= Task =
Scale the stretch of the data from the line containing "If this image contains any jagged" through the line containing "[789,351,995,419]". Repeat every line in it, including the worded lines, with each bounding box coordinate in the answers multiplied by 0.25 and rounded to a whole number (halves round up), and give only those lines.

-- start Listing --

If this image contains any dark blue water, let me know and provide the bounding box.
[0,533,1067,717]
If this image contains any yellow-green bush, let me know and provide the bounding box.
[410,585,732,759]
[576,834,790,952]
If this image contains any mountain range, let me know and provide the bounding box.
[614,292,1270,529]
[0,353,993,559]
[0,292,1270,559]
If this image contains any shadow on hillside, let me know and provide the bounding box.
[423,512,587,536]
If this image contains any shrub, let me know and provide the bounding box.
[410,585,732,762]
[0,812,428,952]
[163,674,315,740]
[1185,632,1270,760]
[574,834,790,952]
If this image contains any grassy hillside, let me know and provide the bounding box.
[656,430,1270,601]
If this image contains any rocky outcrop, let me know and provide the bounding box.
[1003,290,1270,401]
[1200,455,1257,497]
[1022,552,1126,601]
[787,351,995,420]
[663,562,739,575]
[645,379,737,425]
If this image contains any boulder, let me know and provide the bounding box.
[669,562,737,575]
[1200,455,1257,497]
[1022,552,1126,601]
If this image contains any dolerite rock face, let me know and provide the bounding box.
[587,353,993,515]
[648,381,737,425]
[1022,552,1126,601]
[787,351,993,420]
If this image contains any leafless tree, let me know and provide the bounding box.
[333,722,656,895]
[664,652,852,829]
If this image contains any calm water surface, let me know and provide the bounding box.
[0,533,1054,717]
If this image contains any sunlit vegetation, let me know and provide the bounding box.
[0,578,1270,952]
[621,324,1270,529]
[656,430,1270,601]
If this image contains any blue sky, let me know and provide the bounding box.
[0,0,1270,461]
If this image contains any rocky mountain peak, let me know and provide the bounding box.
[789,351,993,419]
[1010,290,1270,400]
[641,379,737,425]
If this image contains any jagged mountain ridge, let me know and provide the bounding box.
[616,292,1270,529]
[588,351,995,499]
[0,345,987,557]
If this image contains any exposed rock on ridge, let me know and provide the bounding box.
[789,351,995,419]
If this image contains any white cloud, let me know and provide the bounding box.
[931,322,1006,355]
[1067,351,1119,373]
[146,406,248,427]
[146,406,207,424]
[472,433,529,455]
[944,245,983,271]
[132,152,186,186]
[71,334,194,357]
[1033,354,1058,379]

-- end Listing --

= Task answer =
If this image contains any jagged mountain ridge, let me know and provide the bounding box.
[154,73,318,132]
[147,88,249,125]
[0,86,247,139]
If this image contains any exposed rock on ridge, let me know and provide the bounding box.
[197,88,249,105]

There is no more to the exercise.